Reproduce the stretch of material from the line containing "For each instance of the person" through the line containing "(1132, 656)", both lines included, with nothing changed.

■ **TASK DATA**:
**********

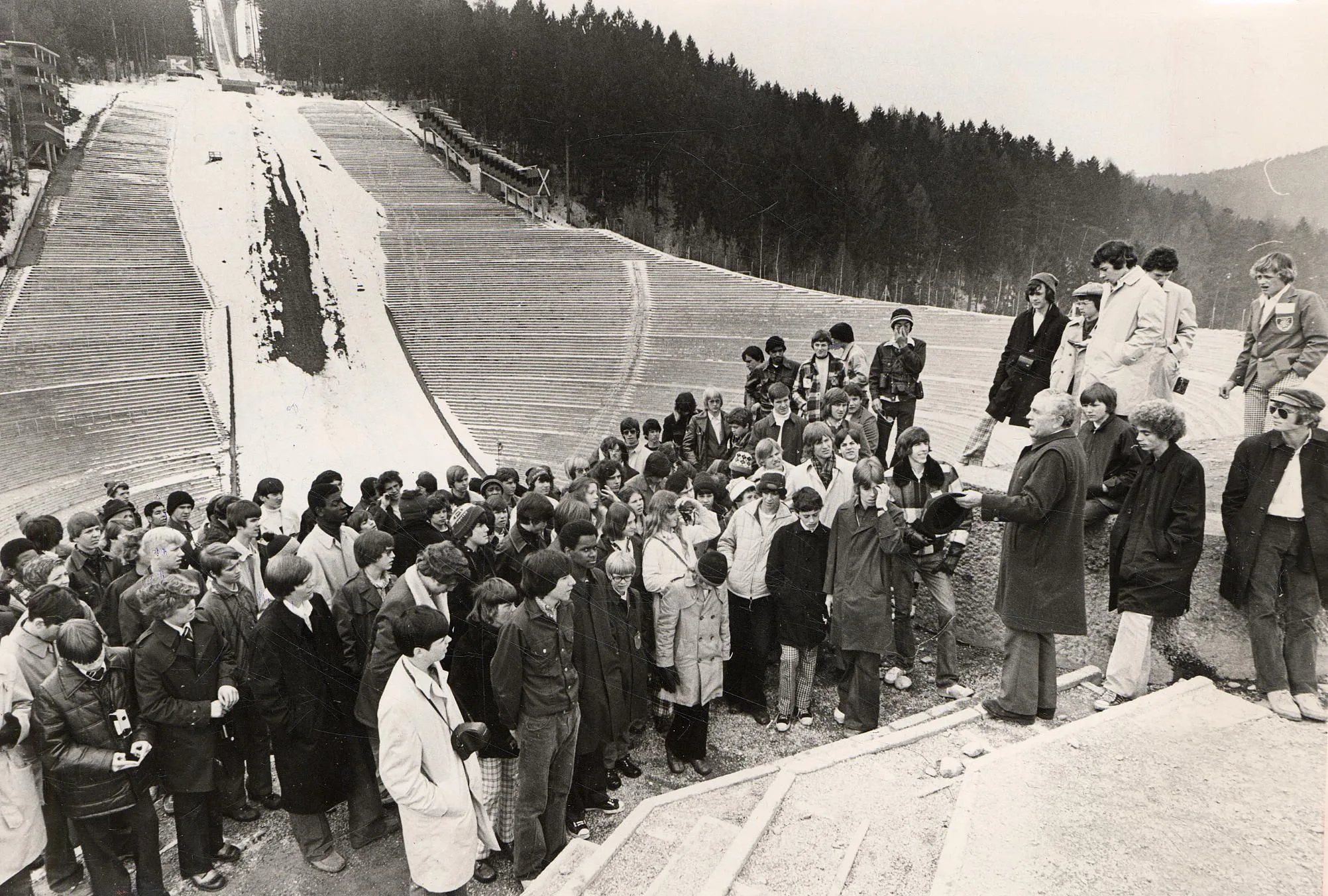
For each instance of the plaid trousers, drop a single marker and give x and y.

**********

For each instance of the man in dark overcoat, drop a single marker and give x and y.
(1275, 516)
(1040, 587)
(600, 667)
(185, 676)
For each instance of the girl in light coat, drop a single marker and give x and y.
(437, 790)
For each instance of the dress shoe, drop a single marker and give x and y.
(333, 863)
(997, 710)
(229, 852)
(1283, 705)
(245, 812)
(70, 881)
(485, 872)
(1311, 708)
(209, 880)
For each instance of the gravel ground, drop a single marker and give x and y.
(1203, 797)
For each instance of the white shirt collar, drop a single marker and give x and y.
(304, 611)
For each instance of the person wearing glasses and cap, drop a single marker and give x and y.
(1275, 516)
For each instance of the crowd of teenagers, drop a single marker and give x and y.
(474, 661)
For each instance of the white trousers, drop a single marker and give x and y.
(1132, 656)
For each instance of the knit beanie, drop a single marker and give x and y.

**********

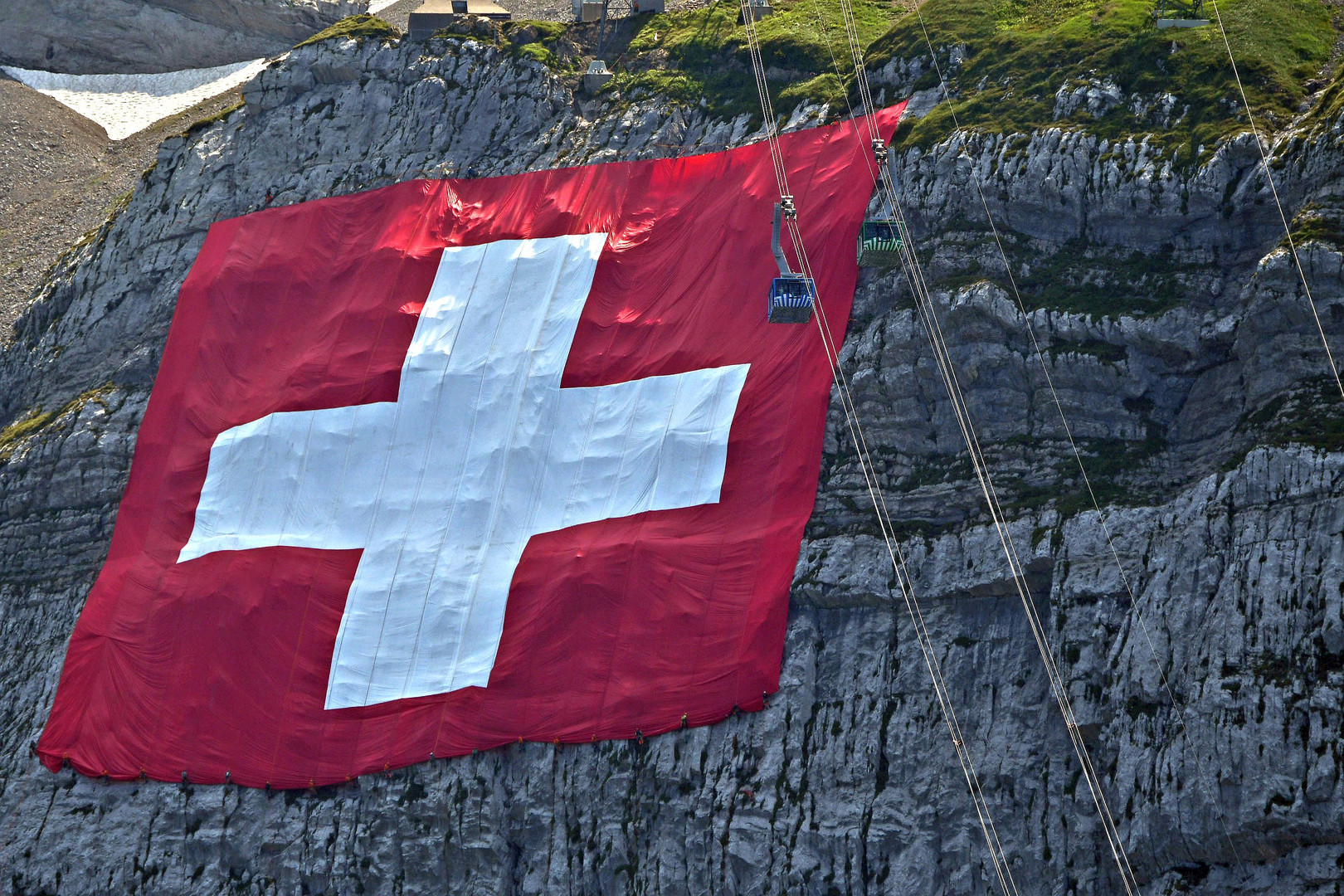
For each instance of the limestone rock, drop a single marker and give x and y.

**********

■ **RESULT OF THE TASK**:
For each instance of the person wearing glasses and cap, drop a single marker and give x and y.
(1275, 516)
For each instance of the crowd of teenagers, drop a single marker and give x and y.
(474, 661)
For each instance of the white trousers, drop a single marker and give x and y.
(1132, 656)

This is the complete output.